* BEGIN Input data *

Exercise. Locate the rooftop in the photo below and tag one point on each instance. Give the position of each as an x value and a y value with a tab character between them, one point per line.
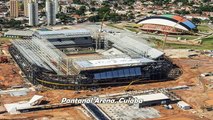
113	62
19	33
63	33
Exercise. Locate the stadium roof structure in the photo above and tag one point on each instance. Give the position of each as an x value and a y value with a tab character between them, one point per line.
169	20
104	63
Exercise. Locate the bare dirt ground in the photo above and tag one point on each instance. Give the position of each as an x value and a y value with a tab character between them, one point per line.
195	96
9	76
74	113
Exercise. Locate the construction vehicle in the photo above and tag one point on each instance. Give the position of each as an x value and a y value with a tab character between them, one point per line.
127	87
4	59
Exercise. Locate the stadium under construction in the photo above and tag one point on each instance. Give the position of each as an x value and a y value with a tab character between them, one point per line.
75	59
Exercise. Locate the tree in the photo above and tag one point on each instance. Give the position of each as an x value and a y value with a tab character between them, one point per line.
196	20
81	10
211	19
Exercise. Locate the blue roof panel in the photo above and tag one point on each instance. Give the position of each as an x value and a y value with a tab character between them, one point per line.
189	24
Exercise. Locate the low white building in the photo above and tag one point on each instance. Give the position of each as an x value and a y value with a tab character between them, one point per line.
152	99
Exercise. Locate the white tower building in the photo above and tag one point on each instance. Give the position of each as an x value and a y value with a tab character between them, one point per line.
50	12
33	13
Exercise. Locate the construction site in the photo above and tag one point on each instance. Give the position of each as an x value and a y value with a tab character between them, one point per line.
73	59
36	74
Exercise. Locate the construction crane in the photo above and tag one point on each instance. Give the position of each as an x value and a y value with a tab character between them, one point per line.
127	87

* END Input data *

◆ What is expected
Starting at the line that contains "Exercise. Locate the construction crane" and ending at the end of the items, rewrite those lines, changing "tab character" to "single space" and leaving everything else as it is.

◆ Solution for this problem
Exercise. Locate the construction crane in the photo above and tag one point on each instance. Give the position of each as an x value and a y value with a single space between them, one point per line.
127	87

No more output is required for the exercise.